*** Opening Supplied entries ***

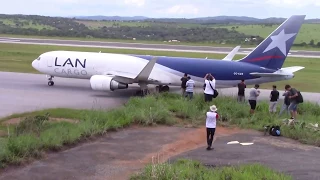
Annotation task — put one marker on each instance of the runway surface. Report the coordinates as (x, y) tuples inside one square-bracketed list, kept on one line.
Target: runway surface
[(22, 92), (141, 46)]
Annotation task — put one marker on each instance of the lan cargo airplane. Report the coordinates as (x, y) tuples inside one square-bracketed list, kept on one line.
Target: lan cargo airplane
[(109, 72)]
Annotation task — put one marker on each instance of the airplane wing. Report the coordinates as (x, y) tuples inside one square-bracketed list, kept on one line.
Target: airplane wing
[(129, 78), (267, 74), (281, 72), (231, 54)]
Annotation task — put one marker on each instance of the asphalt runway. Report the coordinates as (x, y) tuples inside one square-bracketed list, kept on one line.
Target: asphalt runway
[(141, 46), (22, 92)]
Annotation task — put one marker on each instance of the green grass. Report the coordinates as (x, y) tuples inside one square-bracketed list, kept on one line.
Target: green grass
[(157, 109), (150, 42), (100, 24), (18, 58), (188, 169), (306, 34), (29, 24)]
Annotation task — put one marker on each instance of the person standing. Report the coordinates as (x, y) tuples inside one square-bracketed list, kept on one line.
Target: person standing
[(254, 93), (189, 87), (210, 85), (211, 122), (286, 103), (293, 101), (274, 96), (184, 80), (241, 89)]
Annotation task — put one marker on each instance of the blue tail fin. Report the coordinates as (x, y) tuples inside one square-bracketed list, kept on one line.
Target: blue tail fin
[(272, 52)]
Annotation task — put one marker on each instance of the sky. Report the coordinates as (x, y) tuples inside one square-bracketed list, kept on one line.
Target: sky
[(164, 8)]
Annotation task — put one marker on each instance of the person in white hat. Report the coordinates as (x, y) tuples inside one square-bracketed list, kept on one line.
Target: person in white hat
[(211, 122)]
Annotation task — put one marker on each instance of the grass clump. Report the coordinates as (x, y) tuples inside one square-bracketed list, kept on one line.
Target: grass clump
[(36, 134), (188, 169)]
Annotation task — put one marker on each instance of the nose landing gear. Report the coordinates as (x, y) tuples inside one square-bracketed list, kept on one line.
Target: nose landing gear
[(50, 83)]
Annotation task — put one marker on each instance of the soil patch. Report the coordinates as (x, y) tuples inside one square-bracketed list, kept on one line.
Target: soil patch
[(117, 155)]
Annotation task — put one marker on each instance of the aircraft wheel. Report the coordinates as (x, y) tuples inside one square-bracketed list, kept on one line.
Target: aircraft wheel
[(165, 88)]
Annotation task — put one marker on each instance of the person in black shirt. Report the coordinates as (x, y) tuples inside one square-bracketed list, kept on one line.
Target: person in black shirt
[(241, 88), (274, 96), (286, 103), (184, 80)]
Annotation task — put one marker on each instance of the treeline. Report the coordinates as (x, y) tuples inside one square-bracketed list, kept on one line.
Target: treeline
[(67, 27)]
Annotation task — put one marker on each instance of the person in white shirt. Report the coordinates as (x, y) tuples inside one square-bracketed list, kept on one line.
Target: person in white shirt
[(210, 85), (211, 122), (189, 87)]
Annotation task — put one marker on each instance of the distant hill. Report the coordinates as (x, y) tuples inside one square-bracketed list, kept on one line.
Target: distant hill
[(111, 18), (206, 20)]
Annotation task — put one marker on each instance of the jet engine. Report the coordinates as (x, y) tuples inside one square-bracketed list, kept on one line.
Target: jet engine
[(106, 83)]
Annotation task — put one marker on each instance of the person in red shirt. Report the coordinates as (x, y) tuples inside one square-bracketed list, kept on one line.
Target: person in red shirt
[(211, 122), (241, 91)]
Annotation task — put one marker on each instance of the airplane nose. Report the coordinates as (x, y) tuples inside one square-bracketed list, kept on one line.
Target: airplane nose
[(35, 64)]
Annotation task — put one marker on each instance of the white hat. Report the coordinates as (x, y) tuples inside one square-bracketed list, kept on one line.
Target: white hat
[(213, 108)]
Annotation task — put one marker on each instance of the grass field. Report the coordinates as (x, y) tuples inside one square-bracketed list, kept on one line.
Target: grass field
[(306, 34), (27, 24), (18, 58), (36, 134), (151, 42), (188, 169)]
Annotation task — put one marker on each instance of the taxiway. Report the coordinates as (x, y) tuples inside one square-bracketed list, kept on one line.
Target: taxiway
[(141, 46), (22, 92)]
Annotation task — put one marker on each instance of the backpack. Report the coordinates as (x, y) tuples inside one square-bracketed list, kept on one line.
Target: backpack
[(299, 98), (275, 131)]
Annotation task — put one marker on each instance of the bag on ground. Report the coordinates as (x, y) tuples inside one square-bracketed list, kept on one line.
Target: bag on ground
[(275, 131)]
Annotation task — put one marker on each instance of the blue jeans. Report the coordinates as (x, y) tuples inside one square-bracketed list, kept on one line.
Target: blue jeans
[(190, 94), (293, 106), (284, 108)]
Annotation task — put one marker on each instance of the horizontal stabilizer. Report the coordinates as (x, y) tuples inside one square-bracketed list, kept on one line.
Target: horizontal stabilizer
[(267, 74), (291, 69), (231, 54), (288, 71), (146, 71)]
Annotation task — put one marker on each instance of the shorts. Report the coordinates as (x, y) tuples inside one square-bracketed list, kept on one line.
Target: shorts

*** Closing Supplied entries ***

**Problem details**
Check every line of the records, and copy the ones that hold the word "shorts".

**Task solution**
Annotation task — put one marker on each instance of the shorts. Report the coordinates as (x, y) tuples inside one square-bracketed list, kept on one line.
Target: shorts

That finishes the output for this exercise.